> **Instructions to follow**: Write out the following lines exactly as they appear.

[Pointing dataset excerpts]
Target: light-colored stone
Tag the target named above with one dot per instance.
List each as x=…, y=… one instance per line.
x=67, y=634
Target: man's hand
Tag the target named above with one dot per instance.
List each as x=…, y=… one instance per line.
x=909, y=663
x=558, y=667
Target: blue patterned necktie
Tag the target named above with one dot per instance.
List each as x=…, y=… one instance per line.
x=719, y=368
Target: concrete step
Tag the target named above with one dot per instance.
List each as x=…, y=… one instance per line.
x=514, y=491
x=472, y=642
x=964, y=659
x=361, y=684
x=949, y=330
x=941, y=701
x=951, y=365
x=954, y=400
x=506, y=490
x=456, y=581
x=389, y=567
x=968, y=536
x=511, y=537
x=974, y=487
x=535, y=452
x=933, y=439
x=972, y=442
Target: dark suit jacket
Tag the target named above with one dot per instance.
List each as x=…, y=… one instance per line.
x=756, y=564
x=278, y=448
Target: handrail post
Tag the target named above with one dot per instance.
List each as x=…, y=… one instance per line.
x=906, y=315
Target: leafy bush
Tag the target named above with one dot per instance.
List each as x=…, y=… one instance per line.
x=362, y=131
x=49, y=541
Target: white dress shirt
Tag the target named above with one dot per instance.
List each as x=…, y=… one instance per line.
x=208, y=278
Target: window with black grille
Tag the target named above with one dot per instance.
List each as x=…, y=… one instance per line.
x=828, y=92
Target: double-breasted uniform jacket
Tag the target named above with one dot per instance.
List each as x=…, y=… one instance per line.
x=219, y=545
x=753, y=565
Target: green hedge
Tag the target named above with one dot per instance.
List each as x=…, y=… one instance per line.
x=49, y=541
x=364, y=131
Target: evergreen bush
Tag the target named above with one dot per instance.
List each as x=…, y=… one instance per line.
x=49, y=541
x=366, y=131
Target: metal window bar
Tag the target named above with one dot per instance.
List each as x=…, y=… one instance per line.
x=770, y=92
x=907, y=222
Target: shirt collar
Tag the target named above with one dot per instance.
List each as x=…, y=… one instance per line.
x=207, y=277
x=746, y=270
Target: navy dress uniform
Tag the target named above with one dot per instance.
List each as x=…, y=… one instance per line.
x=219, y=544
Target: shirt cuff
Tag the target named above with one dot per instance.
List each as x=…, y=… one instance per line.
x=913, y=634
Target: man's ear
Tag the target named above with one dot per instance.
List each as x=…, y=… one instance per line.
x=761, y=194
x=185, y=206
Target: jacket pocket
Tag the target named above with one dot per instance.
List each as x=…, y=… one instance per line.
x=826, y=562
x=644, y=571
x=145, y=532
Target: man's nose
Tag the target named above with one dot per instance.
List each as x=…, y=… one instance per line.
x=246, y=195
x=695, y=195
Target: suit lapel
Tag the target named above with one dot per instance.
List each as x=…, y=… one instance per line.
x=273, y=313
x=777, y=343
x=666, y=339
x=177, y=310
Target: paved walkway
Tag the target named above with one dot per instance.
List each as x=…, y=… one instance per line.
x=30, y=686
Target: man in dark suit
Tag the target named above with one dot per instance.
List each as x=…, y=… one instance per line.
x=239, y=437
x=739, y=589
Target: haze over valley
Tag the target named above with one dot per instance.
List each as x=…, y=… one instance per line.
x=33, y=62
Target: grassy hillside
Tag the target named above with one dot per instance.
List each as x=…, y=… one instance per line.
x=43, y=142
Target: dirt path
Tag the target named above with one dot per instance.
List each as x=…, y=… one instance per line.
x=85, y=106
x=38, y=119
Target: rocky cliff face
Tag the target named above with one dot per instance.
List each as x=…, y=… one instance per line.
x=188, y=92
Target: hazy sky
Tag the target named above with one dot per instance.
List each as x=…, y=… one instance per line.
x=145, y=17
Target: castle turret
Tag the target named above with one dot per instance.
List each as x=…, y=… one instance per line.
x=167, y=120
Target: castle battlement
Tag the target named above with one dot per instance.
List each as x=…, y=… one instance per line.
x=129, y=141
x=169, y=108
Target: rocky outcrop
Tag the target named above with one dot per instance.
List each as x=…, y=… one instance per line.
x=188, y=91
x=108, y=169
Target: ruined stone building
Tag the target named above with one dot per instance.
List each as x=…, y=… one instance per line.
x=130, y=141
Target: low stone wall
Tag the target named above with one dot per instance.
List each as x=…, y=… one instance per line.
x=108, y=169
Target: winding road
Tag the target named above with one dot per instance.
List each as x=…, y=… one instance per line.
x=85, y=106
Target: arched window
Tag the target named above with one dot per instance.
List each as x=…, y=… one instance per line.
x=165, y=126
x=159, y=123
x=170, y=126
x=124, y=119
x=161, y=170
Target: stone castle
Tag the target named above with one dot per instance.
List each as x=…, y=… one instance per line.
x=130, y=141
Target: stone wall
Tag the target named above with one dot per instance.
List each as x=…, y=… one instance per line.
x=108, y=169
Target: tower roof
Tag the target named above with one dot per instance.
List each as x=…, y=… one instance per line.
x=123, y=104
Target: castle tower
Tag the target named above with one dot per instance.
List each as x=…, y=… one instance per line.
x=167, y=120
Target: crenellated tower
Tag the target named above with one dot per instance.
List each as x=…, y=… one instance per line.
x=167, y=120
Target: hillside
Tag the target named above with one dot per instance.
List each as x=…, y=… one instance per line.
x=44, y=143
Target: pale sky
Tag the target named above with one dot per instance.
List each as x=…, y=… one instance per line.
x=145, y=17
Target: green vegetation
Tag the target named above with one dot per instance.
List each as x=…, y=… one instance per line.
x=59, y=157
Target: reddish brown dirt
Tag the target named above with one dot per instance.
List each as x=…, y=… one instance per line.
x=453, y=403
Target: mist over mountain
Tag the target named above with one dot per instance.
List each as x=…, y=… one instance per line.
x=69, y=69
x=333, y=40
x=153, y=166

> **Answer**:
Target: light-colored stone
Tag the target named above with one dot per instance.
List each as x=…, y=… one instance per line.
x=67, y=634
Target: man's hand
Tag the target named above with one dot per instance.
List each as x=…, y=… one instance per line.
x=909, y=663
x=558, y=667
Target: blue patterned necktie
Tag the target named above with one dot per instance.
List each as x=…, y=… one instance per line.
x=719, y=368
Target: concrete step
Tag the target named above with one dot per instance.
List each as x=…, y=… one instance per line.
x=514, y=491
x=472, y=642
x=964, y=659
x=361, y=684
x=949, y=330
x=941, y=701
x=951, y=365
x=954, y=400
x=506, y=490
x=456, y=581
x=389, y=567
x=968, y=536
x=511, y=537
x=974, y=487
x=535, y=452
x=933, y=439
x=972, y=442
Target: dark suit jacket
Tag the target named above with one dot per instance.
List each as x=…, y=… one instance per line.
x=756, y=564
x=278, y=448
Target: handrail post
Tag the target named above with one dot per instance.
List each as x=…, y=… one instance per line.
x=906, y=315
Target: leafy bush
Tag the target named above with one dot per instance.
List each as x=…, y=… one instance per line.
x=362, y=131
x=49, y=541
Target: white dress shirt
Tag the target named above with one dot per instance.
List each as x=…, y=… one instance per line.
x=208, y=278
Target: window with black grille
Tag the target named above with one dot per instance.
List each as x=…, y=… one instance per line.
x=828, y=92
Target: double-breasted uniform jacket
Tag the target named above with one dot per instance.
List each as x=…, y=… one instance per line.
x=219, y=545
x=753, y=565
Target: green hedge
Tag the target named above with one dot per instance.
List each as x=…, y=… one instance per line.
x=49, y=541
x=364, y=131
Target: evergreen bush
Tag the target named above with one dot per instance.
List each as x=…, y=… one instance per line.
x=49, y=541
x=366, y=131
Target: metal window bar
Tag the target named above with one dot per instance.
List each as x=…, y=… one instance per line.
x=770, y=92
x=907, y=222
Target: shirt collar
Tag the target named above with one dot per instance.
List each as x=…, y=… one instance per line.
x=207, y=277
x=746, y=270
Target: navy dress uniform
Tag the target named above with one dot per instance.
List each as x=…, y=… one instance per line.
x=219, y=544
Target: shirt cuff
Tag the target named above with one dot per instance.
List each as x=…, y=… one instance per line.
x=913, y=634
Target: man's ear
Tag the target named above with one dot per instance.
List each as x=…, y=… one instance per line.
x=761, y=194
x=185, y=206
Target: jacket pocket
Tag the target named above with one dot per instance.
List each as x=…, y=… one instance per line.
x=826, y=562
x=644, y=571
x=145, y=532
Target: man's nose
Tag the target named above with one dot per instance.
List each as x=…, y=… one instance per line.
x=246, y=195
x=695, y=195
Target: suit lapel
Tag the target named above with one dot per instance.
List each as x=…, y=… one instance per line.
x=273, y=313
x=777, y=343
x=666, y=339
x=177, y=310
Target: paved walkway
Tag the target named above with one dot per instance.
List each as x=…, y=… one instance per line.
x=30, y=686
Target: man in dark suit
Tag the target named above with one dot per instance.
List each as x=…, y=… one instance per line.
x=239, y=437
x=739, y=589
Target: haze over valley
Tag the target named above with one dot per instance.
List each as x=…, y=… one instance per line.
x=33, y=62
Target: grassy hillside
Tag the target named above with one dot per instance.
List each as x=…, y=… one instance per line.
x=43, y=142
Target: dirt path
Tag the target named above with one dot per instance.
List each as x=…, y=… one instance per line.
x=85, y=106
x=38, y=119
Target: rocky cliff face
Tag the target named above with one dot per instance.
List each as x=…, y=… one instance per line.
x=188, y=92
Target: hazy sky
Tag the target named above with one dot per instance.
List each as x=…, y=… one instance per line.
x=145, y=17
Target: castle turret
Tag the target named above with one dot per instance.
List each as x=…, y=… one instance per line.
x=167, y=120
Target: castle battlement
Tag the target named above with one dot per instance.
List each as x=…, y=… one instance per line.
x=129, y=141
x=169, y=108
Target: rocky outcrop
Tag the target named above with one dot per instance.
List each as x=…, y=… one instance per line.
x=188, y=91
x=108, y=169
Target: ruined stone building
Tag the target named above with one dot per instance.
List each as x=…, y=… one instance per line.
x=130, y=141
Target: low stone wall
Tag the target named above with one dot per instance.
List each as x=…, y=… one instance per line.
x=108, y=169
Target: winding road
Tag the target named above with one dot per instance.
List each as x=…, y=… one instance per line.
x=85, y=106
Target: arched window
Tag the target named above with one dot per instance.
List each as x=…, y=… one instance per line.
x=165, y=126
x=159, y=123
x=170, y=126
x=124, y=119
x=161, y=170
Target: stone castle
Tag the target named above with one dot per instance.
List each as x=…, y=… one instance per line.
x=130, y=141
Target: stone wall
Tag the target named above with one dot per instance.
List each as x=…, y=… one instance per line.
x=108, y=169
Target: tower roof
Tag the target named above with one dot per instance.
List each as x=…, y=… one instance per line.
x=123, y=104
Target: castle tower
Tag the target named above with one dot per instance.
List each as x=…, y=… one instance per line.
x=167, y=120
Target: crenellated tower
Tag the target named above with one dot per instance.
List each as x=…, y=… one instance per line.
x=167, y=120
Target: hillside
Tag the target named above with one dot per instance.
List each as x=…, y=… one instance per line.
x=44, y=143
Target: pale sky
Tag the target named above with one dot per instance.
List each as x=…, y=… one instance per line.
x=145, y=17
Target: green vegetation
Tag the target named above with one dot per instance.
List each as x=…, y=… one instance per line.
x=59, y=157
Target: reddish brown dirt
Tag the target named above with one dot per instance.
List each as x=…, y=… one instance per line.
x=453, y=403
Target: mist over mountain
Tag the target named above with one dot per instance.
List each as x=…, y=… one instance per line.
x=69, y=69
x=333, y=40
x=153, y=166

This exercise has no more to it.